• _AUFGABE 1_:
Beantworte mit dem Interview über Korallenriffe diese Fragen:
(a) Nach wie vielen Jahren hatten sich die zerstörten Riffe auf Jamaika vollkommen erholt?
(b) In welchem Jahr fand die große Korallenbleiche statt, die im Interview genannt wird?
(c) Wie viel Geld geben Touristen im Jahr allein am Great Barrier Reef aus?
• _AUFGABE 2_:
Passen diese Aussagen zum Interview über Korallenriffe? Antworte jeweils mit Ja oder Nein und zitiere die entscheidenden Worte.
(a) Riffe können sich auch in einer Umgebung mit Stress erholen.
(b) Das Aufheizen der Meere lässt sich noch aufhalten.
(c) Korallenriffe sichern weltweit den Lebensunterhalt von mindestens 100 Millionen Menschen.
━━━━━ ZITIERTER ABSCHNITT
Das ist auch prinzipiell richtig – jedenfalls war das früher so. In meiner Kindheit auf Jamaika habe ich mehrmals komplett zerstörte Riffe gesehen, wenn ein Schiff aufgelaufen war oder ein Hurrikan zugeschlagen hatte. 20 Jahre später hatten sich diese Riffe vollkommen regeneriert: Der Schaden war begrenzt, und sie waren von gesunden Korallenriffen umgeben. Regeneration funktioniert aber nur in einer Umgebung ohne Stress. Die gibt es heute nicht mehr. Die Tatsache, dass dieses Jahr auch eine derart abgelegene Region wie das nördliche Drittel des Great Barrier Reef so stark zerstört wurde, zeigt ja: Hohe Temperaturen kommen überallhin.
Was ist Ihr Rat an die australische Regierung?
Australien sollte sich dringend darum kümmern, seine Riffe zu restaurieren. Und aufhören, den Zusammenhang zwischen CO2-Ausstoß und Klimawandel zu leugnen. Das Land ist einer der größten Klimasünder der Welt, und das Great Barrier Reef bezahlt den Preis dafür. Ich habe schon während der großen Korallenbleiche 1998 davor gewarnt, was unweigerlich passieren würde. Wir haben ja die Daten zur Oberflächenwassertemperatur, und wir wissen seit Jahren um diese Probleme. In gewisser Weise war es Pech, dass der jetzige Super-El-Niño erst jetzt kam – sonst hätte die Welt vielleicht früher begriffen, wie dringend dieses Problem ist. Wir können das Aufheizen der Meere nicht mehr aufhalten, aber wir können Korallenriffe dabei unterstützen, das zu überleben.
Korallenriffe sichern weltweit den Lebensunterhalt von mindestens 100 Millionen Menschen. Allein am Great Barrier Reef geben Touristen im Jahr über vier Milliarden australische Dollar aus. Warum rüttelt das nicht auf?
Weil die Korallenriffe uns mit ihren Ressourcen leider kostenlos versorgen. Fischreserven und bunte Unterwasserwelten – der materielle Wert dieser „Dienstleistungen“ wird erst deutlich, wenn er ausbleibt. Ganz zu schweigen vom Küstenschutz. Die Bewohner der kleinen Inselstaaten stehen schon jetzt bis zu den Knöcheln im Wasser, und jeder einzelne Strand dieser Welt wird durch den Klimawandel Schaden nehmen. Aber niemand kümmert sich darum. Die Korallenriffe sind das Erste, was wir verlieren, aber nicht das Letzte.
━━━━━━━━━━
━━━━━ EXTRAHIERTE DATENSÄTZE
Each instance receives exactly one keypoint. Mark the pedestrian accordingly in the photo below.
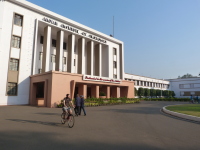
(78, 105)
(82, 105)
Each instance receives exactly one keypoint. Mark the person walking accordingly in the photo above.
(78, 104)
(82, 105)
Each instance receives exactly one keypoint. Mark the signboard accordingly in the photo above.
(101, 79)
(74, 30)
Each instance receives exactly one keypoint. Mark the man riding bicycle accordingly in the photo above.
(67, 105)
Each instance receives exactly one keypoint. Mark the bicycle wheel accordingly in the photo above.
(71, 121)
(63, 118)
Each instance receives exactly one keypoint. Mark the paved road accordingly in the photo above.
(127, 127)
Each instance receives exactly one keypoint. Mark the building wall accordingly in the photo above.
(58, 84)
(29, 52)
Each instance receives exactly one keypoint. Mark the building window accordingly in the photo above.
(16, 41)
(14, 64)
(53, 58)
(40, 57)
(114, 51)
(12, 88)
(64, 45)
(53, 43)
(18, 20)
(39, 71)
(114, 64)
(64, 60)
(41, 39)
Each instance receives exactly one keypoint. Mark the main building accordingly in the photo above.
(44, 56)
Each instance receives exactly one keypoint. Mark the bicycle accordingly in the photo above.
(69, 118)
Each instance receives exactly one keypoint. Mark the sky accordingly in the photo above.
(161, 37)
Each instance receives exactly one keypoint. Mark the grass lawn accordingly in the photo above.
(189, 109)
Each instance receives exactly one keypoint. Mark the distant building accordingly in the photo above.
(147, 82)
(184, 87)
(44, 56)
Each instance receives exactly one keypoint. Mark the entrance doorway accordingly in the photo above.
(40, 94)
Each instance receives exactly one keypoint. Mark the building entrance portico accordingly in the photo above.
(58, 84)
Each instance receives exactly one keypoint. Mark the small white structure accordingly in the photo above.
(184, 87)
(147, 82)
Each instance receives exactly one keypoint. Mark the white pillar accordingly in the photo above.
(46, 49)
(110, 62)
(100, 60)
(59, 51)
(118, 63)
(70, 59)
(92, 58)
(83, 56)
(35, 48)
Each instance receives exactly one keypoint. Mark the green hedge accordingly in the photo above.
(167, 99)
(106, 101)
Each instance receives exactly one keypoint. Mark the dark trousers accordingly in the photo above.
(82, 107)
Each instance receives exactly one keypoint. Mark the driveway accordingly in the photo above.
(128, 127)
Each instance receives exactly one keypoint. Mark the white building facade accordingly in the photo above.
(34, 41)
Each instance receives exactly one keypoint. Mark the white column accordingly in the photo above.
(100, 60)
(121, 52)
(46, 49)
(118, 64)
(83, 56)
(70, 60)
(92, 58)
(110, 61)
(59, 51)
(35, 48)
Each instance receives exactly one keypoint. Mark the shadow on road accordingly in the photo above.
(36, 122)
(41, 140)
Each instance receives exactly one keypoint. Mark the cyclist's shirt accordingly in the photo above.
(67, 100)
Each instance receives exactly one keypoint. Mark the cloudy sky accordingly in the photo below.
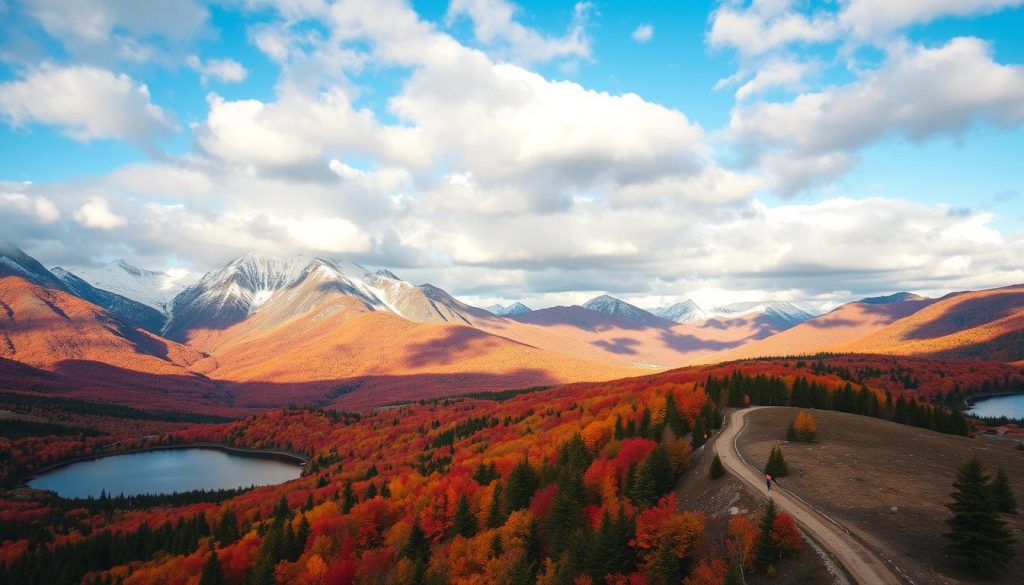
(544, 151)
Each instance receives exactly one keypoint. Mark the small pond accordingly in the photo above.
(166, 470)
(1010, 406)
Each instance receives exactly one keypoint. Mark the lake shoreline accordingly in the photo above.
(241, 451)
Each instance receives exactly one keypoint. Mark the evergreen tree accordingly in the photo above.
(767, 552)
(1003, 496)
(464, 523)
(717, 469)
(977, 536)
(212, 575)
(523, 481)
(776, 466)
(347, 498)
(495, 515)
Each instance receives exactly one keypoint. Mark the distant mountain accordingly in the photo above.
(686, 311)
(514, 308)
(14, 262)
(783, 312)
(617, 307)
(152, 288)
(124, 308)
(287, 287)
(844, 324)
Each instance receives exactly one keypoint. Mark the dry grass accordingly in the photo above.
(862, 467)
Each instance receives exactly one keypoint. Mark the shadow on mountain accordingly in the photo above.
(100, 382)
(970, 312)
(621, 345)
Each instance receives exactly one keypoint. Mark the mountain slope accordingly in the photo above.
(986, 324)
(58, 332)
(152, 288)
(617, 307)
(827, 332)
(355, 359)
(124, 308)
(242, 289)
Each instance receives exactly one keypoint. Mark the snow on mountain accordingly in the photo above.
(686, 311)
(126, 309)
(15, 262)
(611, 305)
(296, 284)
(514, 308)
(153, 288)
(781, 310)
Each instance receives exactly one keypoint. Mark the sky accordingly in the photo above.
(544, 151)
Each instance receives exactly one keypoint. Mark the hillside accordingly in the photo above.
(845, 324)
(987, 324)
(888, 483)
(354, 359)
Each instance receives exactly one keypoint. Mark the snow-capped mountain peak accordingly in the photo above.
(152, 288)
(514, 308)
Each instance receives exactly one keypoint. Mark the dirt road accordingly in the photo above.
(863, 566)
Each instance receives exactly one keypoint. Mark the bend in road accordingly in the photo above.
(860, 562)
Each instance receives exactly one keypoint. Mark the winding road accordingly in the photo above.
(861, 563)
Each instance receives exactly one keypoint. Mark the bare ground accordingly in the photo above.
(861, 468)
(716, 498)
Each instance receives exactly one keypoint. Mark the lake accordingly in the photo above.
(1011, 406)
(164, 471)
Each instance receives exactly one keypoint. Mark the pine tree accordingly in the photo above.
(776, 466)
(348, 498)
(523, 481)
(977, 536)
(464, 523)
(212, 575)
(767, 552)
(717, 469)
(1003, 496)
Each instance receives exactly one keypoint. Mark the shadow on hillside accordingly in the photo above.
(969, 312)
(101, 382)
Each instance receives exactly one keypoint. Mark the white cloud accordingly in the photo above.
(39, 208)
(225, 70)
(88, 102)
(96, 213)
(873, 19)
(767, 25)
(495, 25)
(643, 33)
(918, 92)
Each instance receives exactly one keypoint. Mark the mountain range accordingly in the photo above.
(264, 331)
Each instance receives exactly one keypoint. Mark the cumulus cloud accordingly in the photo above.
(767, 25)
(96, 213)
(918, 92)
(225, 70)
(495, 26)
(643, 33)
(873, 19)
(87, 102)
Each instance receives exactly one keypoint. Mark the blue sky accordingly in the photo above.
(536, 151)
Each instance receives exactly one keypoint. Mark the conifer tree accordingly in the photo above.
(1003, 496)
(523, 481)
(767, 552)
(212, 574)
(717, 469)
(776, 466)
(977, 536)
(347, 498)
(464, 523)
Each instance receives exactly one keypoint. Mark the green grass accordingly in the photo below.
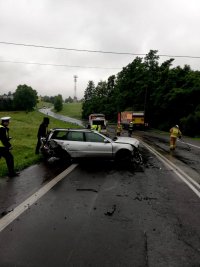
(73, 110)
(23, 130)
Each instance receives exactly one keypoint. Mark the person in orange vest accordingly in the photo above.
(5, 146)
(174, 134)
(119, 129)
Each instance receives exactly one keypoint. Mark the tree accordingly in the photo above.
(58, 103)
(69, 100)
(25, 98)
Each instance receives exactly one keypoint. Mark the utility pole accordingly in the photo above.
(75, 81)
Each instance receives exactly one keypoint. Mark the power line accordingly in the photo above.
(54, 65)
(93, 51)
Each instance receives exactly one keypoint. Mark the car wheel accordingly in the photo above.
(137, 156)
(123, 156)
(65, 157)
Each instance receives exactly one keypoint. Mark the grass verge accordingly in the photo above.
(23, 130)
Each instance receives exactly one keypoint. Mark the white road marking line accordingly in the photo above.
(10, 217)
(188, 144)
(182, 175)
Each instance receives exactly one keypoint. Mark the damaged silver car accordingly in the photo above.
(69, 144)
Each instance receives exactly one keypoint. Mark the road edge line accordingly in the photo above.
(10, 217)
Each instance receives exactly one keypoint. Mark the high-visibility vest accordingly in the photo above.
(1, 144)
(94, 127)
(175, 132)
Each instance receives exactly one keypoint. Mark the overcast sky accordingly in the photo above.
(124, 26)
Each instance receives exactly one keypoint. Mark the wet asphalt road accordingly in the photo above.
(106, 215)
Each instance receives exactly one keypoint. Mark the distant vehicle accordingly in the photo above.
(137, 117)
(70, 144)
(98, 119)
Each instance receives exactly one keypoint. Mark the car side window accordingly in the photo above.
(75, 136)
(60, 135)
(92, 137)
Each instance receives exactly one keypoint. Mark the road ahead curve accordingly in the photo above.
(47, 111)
━━━━━━━━━━
• _ERGEBNIS 1_:
(a) Nach 20 Jahren.
(b) 1998.
(c) Über vier Milliarden australische Dollar.

• _ERGEBNIS 2_:
(a) Nein: „Regeneration funktioniert aber nur in einer Umgebung ohne Stress.“
(b) Nein: „Wir können das Aufheizen der Meere nicht mehr aufhalten“
(c) Ja: „Korallenriffe sichern weltweit den Lebensunterhalt von mindestens 100 Millionen Menschen.“